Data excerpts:
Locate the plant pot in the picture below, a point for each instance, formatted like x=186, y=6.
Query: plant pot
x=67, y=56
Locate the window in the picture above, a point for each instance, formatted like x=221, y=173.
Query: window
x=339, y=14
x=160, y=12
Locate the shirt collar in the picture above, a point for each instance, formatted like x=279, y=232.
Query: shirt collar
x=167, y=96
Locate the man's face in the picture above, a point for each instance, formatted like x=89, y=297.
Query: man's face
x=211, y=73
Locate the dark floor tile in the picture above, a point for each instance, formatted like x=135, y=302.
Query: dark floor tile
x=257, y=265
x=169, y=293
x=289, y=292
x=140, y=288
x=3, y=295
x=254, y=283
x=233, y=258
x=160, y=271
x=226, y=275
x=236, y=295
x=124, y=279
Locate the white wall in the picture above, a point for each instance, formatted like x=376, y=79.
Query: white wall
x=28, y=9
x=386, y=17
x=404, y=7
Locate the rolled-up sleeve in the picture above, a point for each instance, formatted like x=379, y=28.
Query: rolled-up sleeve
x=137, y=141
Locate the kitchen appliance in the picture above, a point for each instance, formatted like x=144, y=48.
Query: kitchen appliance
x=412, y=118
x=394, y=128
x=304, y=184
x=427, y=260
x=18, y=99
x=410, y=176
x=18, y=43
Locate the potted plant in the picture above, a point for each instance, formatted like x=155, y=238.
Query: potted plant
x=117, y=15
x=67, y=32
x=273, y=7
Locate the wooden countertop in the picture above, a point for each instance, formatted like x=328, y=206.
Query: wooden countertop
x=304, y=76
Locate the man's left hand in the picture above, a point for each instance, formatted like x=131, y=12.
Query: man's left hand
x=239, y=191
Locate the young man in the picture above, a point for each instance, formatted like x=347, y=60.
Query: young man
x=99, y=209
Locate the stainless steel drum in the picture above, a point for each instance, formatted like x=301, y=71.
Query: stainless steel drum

What to work on ▸
Please restate, exactly as written, the line that holds "Query: wooden countertop" and all remaining lines of the data above, and only those.

Reply ▸
Query: wooden countertop
x=304, y=76
Locate the man's left hand in the picture above, a point for each instance, formatted like x=131, y=12.
Query: man's left hand
x=239, y=191
Locate the young man in the picture above, a point for each instance, formatted like x=347, y=60.
Query: young man
x=99, y=209
Locate the stainless steel drum in the picture above, a point for each instance, formatted like x=301, y=71.
Query: stainless steel drum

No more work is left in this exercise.